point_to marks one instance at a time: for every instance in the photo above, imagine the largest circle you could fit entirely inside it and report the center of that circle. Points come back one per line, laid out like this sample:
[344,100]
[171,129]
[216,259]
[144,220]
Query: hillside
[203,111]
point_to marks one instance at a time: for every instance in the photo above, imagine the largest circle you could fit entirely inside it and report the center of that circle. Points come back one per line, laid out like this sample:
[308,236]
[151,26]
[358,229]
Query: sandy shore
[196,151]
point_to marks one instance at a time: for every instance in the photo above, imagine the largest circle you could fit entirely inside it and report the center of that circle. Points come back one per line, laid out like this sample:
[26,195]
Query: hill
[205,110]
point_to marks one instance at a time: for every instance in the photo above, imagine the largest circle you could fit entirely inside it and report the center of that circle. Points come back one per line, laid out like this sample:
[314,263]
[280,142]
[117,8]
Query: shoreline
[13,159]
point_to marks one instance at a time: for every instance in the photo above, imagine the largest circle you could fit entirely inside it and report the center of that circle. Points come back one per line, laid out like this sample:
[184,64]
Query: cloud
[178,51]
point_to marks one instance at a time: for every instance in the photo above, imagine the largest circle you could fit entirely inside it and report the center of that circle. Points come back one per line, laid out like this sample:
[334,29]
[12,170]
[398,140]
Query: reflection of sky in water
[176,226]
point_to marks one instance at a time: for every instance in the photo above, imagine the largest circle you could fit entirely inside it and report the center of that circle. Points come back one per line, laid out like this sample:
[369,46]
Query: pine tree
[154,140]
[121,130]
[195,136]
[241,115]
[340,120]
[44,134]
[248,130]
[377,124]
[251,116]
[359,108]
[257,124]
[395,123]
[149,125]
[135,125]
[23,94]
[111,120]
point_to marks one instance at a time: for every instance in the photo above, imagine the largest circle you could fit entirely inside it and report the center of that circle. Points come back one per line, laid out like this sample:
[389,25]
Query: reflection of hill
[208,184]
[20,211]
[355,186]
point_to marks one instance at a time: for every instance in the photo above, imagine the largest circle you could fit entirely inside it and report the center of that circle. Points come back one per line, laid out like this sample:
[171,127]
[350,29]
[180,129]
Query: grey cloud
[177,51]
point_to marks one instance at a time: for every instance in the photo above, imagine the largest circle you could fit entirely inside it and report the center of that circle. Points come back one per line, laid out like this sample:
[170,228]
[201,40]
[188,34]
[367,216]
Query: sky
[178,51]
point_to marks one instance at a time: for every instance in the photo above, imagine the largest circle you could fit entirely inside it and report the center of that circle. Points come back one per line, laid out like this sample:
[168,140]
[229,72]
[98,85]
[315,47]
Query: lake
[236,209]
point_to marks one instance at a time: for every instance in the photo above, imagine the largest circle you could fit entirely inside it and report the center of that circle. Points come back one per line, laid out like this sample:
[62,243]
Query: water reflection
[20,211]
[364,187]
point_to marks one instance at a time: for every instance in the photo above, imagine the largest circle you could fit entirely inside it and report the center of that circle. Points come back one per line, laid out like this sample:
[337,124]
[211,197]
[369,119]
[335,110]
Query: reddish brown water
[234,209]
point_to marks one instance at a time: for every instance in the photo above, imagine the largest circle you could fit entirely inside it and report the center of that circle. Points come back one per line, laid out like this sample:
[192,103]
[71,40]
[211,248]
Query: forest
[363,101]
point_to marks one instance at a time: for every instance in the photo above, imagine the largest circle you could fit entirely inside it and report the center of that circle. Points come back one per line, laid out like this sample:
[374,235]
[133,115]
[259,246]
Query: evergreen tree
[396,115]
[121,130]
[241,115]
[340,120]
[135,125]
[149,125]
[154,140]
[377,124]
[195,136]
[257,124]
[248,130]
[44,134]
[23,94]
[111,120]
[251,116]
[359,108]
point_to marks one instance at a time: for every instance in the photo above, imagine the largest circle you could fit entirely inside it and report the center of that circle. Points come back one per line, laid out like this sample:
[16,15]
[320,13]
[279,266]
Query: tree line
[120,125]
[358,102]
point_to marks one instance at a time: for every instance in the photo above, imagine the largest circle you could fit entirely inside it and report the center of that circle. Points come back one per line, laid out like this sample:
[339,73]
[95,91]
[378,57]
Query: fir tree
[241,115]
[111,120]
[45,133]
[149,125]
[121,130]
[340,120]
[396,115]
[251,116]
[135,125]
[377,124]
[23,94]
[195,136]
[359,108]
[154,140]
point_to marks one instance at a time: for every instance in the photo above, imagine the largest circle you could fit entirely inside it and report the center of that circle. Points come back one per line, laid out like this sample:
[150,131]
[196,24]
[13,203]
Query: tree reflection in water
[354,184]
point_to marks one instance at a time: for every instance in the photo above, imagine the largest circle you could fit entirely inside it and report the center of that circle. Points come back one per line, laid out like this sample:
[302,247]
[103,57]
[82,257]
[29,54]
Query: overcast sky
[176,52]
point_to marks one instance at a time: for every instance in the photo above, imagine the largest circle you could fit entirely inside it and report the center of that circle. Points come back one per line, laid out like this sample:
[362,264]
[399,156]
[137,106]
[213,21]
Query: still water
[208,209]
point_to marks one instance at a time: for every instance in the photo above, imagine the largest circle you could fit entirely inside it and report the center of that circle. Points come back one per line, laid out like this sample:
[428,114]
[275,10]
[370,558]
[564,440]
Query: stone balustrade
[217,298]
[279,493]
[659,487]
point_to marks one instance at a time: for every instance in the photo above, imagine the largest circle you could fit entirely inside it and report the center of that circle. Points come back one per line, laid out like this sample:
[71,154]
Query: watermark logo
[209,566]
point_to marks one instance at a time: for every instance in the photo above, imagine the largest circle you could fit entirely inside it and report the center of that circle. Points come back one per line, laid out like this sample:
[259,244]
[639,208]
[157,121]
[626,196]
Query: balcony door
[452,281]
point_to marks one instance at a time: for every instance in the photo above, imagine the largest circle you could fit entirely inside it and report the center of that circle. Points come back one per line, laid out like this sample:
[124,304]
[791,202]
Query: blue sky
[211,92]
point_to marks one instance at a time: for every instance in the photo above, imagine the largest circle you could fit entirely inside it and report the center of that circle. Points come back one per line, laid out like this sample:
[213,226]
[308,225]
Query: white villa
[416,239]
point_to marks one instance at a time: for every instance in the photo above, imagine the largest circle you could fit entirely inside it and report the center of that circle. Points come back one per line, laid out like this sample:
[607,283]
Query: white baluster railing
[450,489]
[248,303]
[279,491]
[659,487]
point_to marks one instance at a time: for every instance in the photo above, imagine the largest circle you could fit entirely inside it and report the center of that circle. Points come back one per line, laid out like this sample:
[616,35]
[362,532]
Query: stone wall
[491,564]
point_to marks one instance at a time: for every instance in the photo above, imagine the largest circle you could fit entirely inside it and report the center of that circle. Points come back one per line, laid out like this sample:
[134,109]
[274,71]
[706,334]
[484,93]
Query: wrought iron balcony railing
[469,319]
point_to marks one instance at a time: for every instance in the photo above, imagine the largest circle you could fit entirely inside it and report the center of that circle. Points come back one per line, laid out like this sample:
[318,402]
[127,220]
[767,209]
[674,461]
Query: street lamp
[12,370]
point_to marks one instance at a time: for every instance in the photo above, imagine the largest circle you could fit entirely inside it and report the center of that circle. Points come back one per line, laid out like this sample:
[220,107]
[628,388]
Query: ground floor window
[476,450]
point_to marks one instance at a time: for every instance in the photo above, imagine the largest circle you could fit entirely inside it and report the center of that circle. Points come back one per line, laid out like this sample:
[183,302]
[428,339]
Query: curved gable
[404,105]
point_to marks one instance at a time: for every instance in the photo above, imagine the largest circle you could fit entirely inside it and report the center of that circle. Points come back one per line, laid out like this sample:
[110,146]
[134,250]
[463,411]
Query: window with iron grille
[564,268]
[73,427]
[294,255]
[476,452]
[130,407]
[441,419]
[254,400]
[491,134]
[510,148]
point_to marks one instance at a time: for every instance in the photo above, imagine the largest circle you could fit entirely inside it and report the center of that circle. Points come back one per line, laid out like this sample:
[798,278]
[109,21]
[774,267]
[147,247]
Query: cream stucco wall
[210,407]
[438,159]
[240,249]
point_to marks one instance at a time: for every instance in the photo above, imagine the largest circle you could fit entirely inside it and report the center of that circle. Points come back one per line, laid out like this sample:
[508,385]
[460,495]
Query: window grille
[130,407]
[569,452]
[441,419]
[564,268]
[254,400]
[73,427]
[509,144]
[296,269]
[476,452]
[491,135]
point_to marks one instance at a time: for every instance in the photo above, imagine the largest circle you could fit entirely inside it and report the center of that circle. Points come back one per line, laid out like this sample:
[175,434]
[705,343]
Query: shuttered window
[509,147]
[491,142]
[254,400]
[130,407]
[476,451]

__________

Copy every line of the entries above that contains the string "reflection", keeping only those lines. Matching is case-sensitive.

# Answer to this problem:
Query: reflection of sky in water
Query: reflection of hill
Query: water reflection
Query: tree reflection in water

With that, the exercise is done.